What needs to be done ::
Report how many lines of the listing below contain the string "table", treating uppercase and lowercase as distinct, and give only that number.

Records provided ::
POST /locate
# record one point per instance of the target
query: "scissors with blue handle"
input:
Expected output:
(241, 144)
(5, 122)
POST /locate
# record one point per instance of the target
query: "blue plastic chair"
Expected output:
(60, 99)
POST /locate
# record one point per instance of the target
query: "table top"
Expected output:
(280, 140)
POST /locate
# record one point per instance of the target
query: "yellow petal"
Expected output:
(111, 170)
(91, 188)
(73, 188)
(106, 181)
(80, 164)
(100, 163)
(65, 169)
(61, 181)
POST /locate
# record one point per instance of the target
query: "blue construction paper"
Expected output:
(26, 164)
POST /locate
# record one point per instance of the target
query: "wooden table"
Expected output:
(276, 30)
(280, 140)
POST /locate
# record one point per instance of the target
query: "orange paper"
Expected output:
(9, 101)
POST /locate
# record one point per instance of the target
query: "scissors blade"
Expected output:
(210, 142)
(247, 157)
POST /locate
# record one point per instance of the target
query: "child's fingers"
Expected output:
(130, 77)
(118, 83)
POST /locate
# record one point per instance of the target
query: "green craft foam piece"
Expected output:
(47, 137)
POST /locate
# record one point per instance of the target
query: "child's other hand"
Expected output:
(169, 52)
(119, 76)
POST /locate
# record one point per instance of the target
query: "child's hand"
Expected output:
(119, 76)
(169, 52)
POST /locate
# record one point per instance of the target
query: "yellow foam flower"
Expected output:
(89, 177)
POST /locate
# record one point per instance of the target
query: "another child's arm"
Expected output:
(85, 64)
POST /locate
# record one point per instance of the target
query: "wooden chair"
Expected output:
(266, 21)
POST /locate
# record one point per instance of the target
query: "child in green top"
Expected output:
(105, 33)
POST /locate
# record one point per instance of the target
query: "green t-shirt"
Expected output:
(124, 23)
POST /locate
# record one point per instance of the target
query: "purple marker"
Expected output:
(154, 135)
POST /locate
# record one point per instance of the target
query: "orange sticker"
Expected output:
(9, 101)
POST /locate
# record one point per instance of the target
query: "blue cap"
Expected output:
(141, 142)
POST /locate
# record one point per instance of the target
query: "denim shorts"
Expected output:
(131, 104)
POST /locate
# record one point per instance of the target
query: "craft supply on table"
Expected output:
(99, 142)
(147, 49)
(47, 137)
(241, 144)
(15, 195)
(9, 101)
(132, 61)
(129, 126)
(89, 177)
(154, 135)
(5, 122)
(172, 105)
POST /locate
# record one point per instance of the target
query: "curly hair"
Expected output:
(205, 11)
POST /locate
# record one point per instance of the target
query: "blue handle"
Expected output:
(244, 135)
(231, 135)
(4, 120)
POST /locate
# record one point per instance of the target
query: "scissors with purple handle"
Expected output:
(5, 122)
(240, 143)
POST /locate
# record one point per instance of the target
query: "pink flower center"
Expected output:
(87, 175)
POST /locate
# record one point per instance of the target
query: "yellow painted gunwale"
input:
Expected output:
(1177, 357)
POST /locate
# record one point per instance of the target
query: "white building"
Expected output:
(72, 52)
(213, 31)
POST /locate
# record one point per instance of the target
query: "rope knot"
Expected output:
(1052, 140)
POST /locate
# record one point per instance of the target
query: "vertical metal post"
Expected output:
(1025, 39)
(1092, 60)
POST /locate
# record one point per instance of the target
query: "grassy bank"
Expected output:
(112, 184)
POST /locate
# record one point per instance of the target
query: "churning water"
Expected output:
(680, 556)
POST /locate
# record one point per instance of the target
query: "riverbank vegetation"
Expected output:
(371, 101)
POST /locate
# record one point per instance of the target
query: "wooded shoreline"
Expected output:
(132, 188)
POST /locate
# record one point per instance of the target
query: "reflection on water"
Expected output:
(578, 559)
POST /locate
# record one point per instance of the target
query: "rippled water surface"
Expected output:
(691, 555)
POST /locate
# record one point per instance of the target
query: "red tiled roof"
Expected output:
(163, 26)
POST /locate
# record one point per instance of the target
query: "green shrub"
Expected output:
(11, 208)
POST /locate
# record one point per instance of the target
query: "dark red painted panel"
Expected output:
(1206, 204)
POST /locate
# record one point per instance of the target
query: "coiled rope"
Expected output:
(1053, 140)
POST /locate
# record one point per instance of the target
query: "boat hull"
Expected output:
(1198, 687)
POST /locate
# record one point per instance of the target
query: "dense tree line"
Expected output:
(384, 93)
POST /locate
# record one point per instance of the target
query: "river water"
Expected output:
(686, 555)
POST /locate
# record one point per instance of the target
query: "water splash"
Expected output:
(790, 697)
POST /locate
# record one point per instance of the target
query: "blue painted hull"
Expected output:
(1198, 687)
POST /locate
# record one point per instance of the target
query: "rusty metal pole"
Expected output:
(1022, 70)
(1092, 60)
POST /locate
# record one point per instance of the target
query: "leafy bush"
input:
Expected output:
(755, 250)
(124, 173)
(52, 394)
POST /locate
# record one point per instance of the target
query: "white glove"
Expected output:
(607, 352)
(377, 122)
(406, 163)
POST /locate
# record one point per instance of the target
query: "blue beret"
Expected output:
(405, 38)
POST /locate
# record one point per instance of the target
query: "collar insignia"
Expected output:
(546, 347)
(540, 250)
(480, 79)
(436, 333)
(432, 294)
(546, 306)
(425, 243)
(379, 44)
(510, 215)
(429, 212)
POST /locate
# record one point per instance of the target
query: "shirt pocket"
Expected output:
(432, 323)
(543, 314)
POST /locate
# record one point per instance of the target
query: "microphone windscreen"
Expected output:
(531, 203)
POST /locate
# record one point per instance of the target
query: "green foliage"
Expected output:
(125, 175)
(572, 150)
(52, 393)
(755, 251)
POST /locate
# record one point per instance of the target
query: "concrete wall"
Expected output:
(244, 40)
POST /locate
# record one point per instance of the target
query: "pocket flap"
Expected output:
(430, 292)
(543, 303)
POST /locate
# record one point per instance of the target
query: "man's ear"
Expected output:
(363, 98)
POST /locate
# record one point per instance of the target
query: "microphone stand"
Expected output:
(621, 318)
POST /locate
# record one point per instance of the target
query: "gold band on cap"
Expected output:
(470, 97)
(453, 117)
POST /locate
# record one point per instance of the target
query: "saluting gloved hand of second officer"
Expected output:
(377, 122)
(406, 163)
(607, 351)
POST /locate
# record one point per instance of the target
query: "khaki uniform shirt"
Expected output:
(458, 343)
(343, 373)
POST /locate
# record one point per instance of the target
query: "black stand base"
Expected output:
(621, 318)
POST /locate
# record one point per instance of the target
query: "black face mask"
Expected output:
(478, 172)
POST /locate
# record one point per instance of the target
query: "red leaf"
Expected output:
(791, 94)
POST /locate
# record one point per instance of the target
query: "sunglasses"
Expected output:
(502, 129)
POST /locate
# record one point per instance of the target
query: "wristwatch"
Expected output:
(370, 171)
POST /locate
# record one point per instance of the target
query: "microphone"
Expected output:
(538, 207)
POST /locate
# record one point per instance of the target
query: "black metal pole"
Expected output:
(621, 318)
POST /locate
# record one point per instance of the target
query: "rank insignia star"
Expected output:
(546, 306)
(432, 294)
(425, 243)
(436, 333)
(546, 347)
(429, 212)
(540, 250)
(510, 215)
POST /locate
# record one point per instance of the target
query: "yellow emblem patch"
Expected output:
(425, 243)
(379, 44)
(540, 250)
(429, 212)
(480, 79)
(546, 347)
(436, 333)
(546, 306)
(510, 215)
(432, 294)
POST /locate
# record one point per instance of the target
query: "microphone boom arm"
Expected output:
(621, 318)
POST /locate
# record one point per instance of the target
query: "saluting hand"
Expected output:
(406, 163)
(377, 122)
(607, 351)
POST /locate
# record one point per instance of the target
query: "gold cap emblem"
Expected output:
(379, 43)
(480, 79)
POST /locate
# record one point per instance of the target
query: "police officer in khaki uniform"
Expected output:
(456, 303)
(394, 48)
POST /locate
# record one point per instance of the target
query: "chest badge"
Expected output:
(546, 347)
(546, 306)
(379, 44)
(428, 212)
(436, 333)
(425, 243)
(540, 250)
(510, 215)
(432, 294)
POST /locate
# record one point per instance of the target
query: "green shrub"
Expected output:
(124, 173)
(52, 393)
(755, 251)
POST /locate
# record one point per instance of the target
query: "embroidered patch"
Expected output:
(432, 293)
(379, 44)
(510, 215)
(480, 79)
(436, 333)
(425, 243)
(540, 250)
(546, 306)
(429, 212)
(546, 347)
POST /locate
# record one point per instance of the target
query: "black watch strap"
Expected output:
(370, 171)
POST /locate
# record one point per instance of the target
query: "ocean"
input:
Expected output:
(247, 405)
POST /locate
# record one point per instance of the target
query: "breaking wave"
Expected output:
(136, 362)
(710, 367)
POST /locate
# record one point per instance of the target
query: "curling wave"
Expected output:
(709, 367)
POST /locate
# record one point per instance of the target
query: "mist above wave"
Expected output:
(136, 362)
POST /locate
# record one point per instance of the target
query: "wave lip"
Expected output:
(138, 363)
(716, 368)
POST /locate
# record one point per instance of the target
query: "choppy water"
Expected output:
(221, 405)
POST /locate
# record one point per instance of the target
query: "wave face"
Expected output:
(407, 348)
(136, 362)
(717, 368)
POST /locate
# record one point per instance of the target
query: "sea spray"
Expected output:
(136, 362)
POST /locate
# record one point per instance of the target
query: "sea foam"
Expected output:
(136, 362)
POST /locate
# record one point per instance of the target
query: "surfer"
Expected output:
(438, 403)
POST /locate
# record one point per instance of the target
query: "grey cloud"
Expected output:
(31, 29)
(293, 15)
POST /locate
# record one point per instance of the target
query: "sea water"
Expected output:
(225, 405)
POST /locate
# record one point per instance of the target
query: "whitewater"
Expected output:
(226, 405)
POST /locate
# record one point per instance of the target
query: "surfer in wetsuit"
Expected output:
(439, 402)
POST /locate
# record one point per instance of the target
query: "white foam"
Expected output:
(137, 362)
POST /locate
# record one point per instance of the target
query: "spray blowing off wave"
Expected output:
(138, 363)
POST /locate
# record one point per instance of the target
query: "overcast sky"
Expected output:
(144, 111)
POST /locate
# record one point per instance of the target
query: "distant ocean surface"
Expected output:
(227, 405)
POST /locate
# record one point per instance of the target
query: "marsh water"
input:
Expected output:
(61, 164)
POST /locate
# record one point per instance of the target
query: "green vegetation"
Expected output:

Task answer ::
3